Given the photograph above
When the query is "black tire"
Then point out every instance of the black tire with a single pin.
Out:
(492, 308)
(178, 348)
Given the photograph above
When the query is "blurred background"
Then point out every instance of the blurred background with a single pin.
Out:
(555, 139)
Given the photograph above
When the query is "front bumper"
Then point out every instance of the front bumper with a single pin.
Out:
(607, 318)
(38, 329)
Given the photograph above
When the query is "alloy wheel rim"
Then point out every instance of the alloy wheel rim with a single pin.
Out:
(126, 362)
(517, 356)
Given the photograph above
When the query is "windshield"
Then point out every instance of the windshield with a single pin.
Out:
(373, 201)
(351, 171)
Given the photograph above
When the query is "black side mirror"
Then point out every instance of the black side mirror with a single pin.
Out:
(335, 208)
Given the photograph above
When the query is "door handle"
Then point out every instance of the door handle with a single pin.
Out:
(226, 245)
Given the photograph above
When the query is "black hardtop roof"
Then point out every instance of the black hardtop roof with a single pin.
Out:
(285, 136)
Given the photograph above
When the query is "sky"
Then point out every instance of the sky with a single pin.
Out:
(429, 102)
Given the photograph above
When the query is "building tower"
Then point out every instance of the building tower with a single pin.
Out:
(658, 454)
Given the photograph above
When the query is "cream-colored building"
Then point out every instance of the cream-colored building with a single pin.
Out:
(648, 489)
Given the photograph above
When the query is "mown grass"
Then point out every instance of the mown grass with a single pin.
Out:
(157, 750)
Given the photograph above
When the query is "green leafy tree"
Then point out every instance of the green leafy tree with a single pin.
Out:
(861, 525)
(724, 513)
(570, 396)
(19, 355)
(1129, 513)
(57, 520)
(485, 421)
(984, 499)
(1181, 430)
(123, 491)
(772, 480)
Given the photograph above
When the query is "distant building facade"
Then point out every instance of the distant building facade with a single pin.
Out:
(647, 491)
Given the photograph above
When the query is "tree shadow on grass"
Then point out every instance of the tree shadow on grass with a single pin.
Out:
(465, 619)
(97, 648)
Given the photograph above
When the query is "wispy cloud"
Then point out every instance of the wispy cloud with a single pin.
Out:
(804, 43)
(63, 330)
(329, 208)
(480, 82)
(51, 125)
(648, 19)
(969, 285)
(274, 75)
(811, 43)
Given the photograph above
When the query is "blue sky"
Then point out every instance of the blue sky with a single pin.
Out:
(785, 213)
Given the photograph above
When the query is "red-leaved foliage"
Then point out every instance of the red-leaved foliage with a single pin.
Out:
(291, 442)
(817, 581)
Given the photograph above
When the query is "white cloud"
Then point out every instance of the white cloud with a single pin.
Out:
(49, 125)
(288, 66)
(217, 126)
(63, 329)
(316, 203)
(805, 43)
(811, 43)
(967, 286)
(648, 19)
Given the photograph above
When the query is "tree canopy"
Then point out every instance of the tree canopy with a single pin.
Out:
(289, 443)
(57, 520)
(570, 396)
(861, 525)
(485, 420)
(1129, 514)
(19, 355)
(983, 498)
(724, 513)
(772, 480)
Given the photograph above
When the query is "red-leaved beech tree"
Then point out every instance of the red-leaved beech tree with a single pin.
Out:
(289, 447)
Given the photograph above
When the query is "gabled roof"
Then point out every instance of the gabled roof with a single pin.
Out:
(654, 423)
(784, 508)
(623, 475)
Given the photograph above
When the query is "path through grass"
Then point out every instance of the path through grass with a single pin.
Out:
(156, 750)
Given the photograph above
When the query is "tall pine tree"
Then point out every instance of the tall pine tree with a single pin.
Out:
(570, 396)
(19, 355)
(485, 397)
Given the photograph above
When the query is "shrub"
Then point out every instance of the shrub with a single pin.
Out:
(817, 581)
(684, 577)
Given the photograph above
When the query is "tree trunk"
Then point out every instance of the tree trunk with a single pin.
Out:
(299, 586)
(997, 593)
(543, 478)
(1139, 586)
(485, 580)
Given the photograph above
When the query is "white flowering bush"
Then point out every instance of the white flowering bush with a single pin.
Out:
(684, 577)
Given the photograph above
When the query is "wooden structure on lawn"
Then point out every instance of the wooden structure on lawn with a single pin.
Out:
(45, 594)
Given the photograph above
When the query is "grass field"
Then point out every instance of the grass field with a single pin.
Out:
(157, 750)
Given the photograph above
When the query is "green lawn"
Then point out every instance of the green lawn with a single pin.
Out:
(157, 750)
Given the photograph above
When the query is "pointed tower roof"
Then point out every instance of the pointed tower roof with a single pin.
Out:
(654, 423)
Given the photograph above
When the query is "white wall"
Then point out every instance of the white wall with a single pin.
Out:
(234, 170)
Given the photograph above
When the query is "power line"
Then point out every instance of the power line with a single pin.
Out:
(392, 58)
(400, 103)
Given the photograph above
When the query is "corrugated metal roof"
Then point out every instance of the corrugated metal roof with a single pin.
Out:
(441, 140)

→ **TASK DIRECTIONS**:
Output each record exactly, leaving nothing out.

→ **ANSWER TO THIS EXERCISE**:
Given the photograph above
When the query is "black tire"
Then point out every instance of the black tire with a single pin.
Out:
(492, 308)
(178, 348)
Given the photograph above
When the query is "blurred background"
Then point out every instance of the blurred background with a single pin.
Out:
(555, 139)
Given the photograph above
When the query is "front bumper"
Then point out every instance of the front bumper with a single pin.
Out:
(607, 318)
(38, 329)
Given the photograph above
When the query is "alloy wheel rim"
Then point out every instance of the alloy wheel rim with a single pin.
Out:
(126, 362)
(517, 356)
Given the photograph above
When the query is "windshield"
Then point out every instance of the windshield with a single pin.
Out:
(373, 201)
(351, 171)
Given the photograph above
When the query is "black side mirror"
Then point out every instance of the black side mirror with a single pin.
Out:
(335, 208)
Given the photograph above
When the query is "door handle"
Then point out every instance of the door handle with a single pin.
Out:
(226, 245)
Given the photograph above
When the query is "black hardtop roof"
Then point out every instance of the black hardtop roof with a single pin.
Out:
(285, 136)
Given the photograph above
When the query is "sky"
Then point out every instance of the sky with a single pin.
Out:
(429, 102)
Given the photograph above
When the query is "building tower"
Then point out every instance of the building tower with a single pin.
Out:
(658, 454)
Given the photograph above
When the query is "cream-colored building"
Then point out every instance of the cream-colored building with a single pin.
Out:
(648, 489)
Given the photograph above
When the query is "mown grass"
Then point out every instance of the mown grass with a single pin.
Out:
(157, 750)
Given the photograph above
When the query is "green leafy tree"
Then point out every instance of the green leafy tree with a single pin.
Out:
(861, 525)
(724, 513)
(570, 396)
(19, 355)
(1129, 513)
(57, 520)
(485, 421)
(984, 499)
(1181, 430)
(123, 491)
(772, 480)
Given the photograph above
When the query is "distant building facade"
Then point out every instance of the distant building facade with a single pin.
Out:
(647, 491)
Given the photograph above
When the query is "tree shadow on grass"
Then point out every instance of the tree shadow on grass with a single pin.
Out:
(465, 619)
(97, 648)
Given the photograph above
When the query is "wispy cloud"
Then point out every instance of the wispy cloud with a single pin.
Out:
(804, 43)
(63, 330)
(329, 208)
(480, 82)
(51, 125)
(648, 19)
(969, 285)
(274, 75)
(811, 43)
Given the photograph above
When the query is "blue sky"
Then point out every instance of the blue sky with a single pin.
Out:
(785, 213)
Given the photograph above
When the query is "red-leaved foliage"
Then point out every instance of the red-leaved foliage with a single pin.
Out:
(291, 442)
(817, 581)
Given the photograph above
When the query is "white cloud"
Then point out every instance of the white cloud with a single pin.
Out:
(49, 125)
(288, 66)
(217, 126)
(63, 329)
(316, 203)
(805, 43)
(811, 43)
(967, 286)
(648, 19)
Given the photograph above
When the query is "tree canopy"
Then point out every instance of the tree canopy with a single pin.
Out:
(289, 443)
(57, 520)
(570, 396)
(861, 525)
(485, 420)
(1129, 514)
(19, 355)
(983, 498)
(724, 513)
(772, 480)
Given the photograph above
When the query is "red-leaved beech tree"
Then point out every instance of the red-leaved beech tree with a single pin.
Out:
(289, 447)
Given the photograph above
When the query is "gabled roof"
Then point out every instance of the gabled roof with a single pin.
Out:
(654, 423)
(784, 508)
(623, 475)
Given the photograph above
When the query is "path through grass"
Then point out every instance of the path through grass with a single pin.
Out:
(156, 750)
Given the photograph above
When the query is "tall pine tree"
Then point out every instance of the tall pine tree with a single pin.
Out:
(570, 396)
(19, 355)
(485, 397)
Given the photograph above
When the query is "shrub"
Then point out every instance of the shrub with a single pin.
Out:
(817, 581)
(684, 577)
Given the photograph above
When the query is "tree trunk"
Then point out every instance of the tree trunk with a single pin.
Out:
(299, 586)
(997, 593)
(543, 478)
(1139, 586)
(485, 580)
Given the photograph above
When the query is "white flowering bush"
Then point out every instance of the white flowering bush with a single pin.
Out:
(684, 577)
Given the photograph above
When the query is "wooden structure on lawn"
Then point out every instance of the wooden structure on lawn with a single pin.
Out:
(45, 594)
Given the photograph above
When the query is "grass field"
Then point out every instance of the grass field with a single pin.
Out:
(157, 750)
Given the photograph above
When the query is "green lawn"
Then point out every instance of the green lawn with a single pin.
Out:
(157, 750)
Given the photograph above
When the query is "pointed tower roof"
Then point out every instance of the pointed tower roof with a single pin.
Out:
(654, 423)
Given the photograph above
When the query is "white wall"
Then point out every instance of the white wall with a single pin.
Out:
(234, 170)
Given the photograph above
When the query is "power line"
Then point out every instance of the power line with a single pin.
Out:
(392, 58)
(400, 103)
Given the photograph above
When the query is "corrugated metal roof"
Then point out every instance of the corrugated metal roof with a single pin.
Out:
(441, 140)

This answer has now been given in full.